--- Quoted passage ---

Secondly, when looking at the distribution of stop words, it is a little different. For one, the most common word in both German texts is 'und' (English: and) while the most common word in English is 'the'. This is likely because German has several different words for 'the' (der, die, das, den, dem, des) so the distribution is spread across these several words. The bilingual sets are pretty comparable becasue they have similar sizes, and when looking at 'und' and 'and', they have pretty similar usuage.

Additionally, some of these texts are transcriptions of *spoken* audio, so the punctuation is a little tricky to analyze and not going to be of a whole lot of importance to this anyway.

### Combing the Bilingual v Monolingual
Let's combine the bilingual and monolingual data and just look at pos to see if that will show any greater differences.

In [98]:
bilingual_uni_pos = EN_bi_pos + DE_bi_pos
print(len(bilingual_uni_pos))

monolingual_uni_pos = EN_mono_pos + DE_mono_pos
print(len(monolingual_uni_pos))

## big size discrepency to keep in mind

9093
2375


In [99]:
biuni_postags = [x[1] for x in bilingual_uni_pos]
biuni_postagsfd = nltk.FreqDist(biuni_postags)
biuni_postagsfd.most_common(20)

[('NOUN', 1387), ('DET', 1291), ('VERB', 1233), ('ADV', 784), ('ADP', 712), ('CCONJ', 609), ('AUX', 605), ('PRON', 539), ('ADJ', 503), ('PUNCT', 451), ('PROPN', 381), ('INTJ', 250), ('PART', 142), ('SCONJ', 119), ('NUM', 58), ('SYM', 29)]

In [100]:
monouni_postags = [x[1] for x in monolingual_uni_pos]
monouni_postagsfd = nltk.FreqDist(monouni_postags)

--- Excerpted data ---

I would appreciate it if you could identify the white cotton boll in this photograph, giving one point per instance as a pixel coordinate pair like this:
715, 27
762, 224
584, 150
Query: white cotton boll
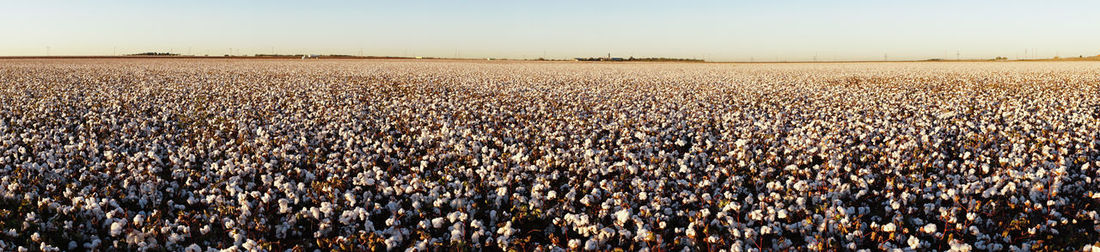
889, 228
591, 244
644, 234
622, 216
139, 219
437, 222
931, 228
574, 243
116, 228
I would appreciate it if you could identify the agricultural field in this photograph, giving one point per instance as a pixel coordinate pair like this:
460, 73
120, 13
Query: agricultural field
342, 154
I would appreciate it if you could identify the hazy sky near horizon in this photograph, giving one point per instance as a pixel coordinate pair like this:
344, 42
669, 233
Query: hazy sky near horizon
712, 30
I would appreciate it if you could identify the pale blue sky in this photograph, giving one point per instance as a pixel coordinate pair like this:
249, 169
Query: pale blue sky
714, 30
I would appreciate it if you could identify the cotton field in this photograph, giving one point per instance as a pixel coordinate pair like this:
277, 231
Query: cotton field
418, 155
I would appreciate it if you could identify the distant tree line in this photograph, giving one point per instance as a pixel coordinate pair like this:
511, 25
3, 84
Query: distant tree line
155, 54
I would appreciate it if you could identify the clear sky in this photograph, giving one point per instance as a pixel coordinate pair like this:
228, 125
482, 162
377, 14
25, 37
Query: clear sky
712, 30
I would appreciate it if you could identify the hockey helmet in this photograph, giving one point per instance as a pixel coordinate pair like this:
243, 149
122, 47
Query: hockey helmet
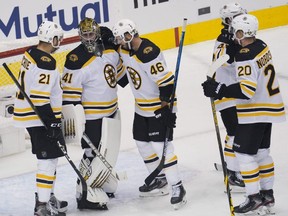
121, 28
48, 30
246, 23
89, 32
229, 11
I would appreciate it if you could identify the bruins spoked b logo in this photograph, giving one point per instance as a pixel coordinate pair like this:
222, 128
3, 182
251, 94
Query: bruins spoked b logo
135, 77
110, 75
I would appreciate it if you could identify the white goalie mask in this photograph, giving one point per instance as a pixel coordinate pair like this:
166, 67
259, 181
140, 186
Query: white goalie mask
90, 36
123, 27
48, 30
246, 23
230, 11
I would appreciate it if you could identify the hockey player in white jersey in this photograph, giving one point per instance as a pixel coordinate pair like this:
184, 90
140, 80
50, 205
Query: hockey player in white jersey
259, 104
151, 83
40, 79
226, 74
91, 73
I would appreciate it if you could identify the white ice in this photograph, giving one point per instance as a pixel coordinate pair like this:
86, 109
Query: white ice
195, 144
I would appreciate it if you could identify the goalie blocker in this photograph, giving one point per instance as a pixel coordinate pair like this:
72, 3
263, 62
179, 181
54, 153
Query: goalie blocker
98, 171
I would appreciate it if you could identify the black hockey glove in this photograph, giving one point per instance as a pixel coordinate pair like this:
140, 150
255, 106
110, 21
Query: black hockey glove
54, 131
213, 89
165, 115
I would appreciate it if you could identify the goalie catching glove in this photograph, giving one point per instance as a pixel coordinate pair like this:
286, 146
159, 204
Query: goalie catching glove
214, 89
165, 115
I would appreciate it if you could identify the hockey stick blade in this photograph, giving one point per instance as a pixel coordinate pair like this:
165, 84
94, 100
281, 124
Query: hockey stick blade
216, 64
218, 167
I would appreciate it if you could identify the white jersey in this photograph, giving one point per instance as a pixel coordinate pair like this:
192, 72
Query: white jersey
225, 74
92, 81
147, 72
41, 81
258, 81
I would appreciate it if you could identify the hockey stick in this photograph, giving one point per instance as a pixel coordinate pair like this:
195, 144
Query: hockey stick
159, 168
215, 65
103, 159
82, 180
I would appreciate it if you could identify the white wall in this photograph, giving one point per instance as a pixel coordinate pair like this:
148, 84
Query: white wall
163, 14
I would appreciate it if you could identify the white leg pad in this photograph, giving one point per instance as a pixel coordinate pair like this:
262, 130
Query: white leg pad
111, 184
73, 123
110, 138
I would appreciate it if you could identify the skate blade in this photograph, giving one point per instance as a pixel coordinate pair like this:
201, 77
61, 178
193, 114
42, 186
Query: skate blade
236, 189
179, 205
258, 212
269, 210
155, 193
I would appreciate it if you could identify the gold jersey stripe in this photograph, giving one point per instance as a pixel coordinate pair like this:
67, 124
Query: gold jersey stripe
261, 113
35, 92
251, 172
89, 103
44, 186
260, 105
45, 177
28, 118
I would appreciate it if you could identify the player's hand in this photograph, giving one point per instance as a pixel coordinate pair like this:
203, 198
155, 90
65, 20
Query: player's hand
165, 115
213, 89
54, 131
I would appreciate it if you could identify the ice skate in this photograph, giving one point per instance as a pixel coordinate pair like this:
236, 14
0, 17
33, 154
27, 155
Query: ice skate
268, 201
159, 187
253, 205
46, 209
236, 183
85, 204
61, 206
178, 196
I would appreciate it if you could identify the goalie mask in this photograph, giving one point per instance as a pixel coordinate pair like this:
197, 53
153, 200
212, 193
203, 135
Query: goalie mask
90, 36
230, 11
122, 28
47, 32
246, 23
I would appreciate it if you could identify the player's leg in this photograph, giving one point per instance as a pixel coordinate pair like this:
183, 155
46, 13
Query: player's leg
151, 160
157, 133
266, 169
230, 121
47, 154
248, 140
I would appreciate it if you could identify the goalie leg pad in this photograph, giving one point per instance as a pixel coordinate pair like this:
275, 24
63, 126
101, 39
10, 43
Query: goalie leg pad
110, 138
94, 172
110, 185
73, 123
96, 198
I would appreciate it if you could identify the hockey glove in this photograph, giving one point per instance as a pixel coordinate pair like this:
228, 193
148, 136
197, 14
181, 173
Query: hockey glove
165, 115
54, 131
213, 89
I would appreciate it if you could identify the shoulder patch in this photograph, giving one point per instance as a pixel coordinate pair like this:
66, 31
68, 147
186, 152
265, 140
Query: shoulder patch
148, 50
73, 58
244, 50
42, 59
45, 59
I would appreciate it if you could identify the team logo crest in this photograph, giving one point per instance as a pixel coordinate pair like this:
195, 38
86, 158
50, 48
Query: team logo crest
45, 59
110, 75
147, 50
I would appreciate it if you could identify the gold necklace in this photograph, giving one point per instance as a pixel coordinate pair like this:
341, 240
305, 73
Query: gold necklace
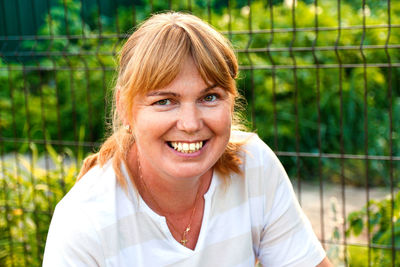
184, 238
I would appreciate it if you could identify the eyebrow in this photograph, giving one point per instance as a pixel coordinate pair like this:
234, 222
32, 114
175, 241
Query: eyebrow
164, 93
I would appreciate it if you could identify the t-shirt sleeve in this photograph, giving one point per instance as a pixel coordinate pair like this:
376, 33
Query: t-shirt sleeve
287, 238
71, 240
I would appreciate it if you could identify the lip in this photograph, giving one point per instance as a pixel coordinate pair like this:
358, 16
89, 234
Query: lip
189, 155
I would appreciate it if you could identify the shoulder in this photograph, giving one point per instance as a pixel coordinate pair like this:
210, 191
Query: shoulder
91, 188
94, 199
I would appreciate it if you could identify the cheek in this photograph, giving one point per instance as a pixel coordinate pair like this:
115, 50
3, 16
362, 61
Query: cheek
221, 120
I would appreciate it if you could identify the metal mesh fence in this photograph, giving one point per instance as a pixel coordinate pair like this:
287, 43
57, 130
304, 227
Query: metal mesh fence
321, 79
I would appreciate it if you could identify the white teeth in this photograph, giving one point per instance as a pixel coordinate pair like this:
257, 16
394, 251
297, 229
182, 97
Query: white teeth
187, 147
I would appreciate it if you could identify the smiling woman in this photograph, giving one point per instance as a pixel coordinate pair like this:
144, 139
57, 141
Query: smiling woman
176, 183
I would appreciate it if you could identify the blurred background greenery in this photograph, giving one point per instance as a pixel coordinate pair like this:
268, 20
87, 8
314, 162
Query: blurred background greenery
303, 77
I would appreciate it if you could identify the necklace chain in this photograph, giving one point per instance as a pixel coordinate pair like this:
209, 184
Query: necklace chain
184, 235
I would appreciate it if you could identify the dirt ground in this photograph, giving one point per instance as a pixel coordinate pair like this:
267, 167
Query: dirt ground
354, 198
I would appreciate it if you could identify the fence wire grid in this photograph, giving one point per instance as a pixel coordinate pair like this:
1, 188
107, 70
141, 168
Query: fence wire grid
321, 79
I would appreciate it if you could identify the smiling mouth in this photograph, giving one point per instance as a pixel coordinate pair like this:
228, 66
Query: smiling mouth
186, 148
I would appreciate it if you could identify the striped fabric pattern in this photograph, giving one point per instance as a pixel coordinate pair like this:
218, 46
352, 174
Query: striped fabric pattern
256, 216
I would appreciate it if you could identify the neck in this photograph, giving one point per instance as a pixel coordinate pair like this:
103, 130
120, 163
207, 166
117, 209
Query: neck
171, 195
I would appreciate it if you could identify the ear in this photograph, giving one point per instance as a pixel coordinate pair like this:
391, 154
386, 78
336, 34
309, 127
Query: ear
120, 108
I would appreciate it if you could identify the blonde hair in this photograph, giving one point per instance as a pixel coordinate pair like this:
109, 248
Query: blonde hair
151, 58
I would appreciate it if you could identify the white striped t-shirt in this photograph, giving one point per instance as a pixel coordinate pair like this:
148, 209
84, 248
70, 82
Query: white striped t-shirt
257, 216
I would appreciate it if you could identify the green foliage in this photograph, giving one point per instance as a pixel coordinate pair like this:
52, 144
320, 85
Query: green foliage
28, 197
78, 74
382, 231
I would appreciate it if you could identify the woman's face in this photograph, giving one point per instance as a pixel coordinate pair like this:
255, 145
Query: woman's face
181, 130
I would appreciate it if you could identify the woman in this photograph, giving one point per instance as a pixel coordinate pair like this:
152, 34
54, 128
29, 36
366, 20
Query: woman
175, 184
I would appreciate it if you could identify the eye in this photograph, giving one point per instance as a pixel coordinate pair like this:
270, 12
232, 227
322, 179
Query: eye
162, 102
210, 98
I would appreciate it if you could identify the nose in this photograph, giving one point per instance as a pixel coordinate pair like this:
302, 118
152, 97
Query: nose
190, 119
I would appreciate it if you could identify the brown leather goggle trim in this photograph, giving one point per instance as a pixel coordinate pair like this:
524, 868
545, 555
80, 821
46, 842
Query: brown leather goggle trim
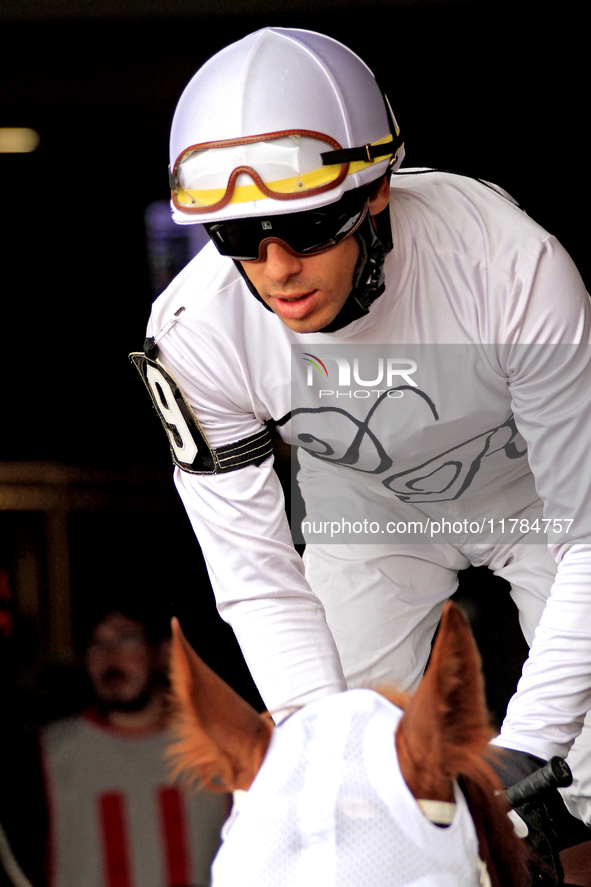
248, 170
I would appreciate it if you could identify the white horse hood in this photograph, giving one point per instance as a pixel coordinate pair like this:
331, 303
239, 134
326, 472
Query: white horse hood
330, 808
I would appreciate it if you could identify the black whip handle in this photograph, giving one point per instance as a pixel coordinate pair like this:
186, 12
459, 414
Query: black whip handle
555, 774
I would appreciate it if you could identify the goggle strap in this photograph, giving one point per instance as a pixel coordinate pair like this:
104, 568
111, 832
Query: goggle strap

---

◆ **Parts of the exercise**
1/ According to the notebook text, what is the most common word in both German texts?
2/ Swap "punctuation" for "spelling" in the notebook text, beginning at the words "Additionally, some of" and stopping after "to this anyway.".
3/ Why does the notebook text think the most common German word is 'und' rather than a word for 'the'?
The records have no connection to the notebook text.

◆ **Expected responses**
1/ The most common word in both German texts is 'und'.

2/
Additionally, some of these texts are transcriptions of *spoken* audio, so the spelling is a little tricky to analyze and not going to be of a whole lot of importance to this anyway.

3/ German has several different words for 'the' (der, die, das, den, dem, des). Its uses of 'the' are spread across these words, so no single one of them outranks 'und'.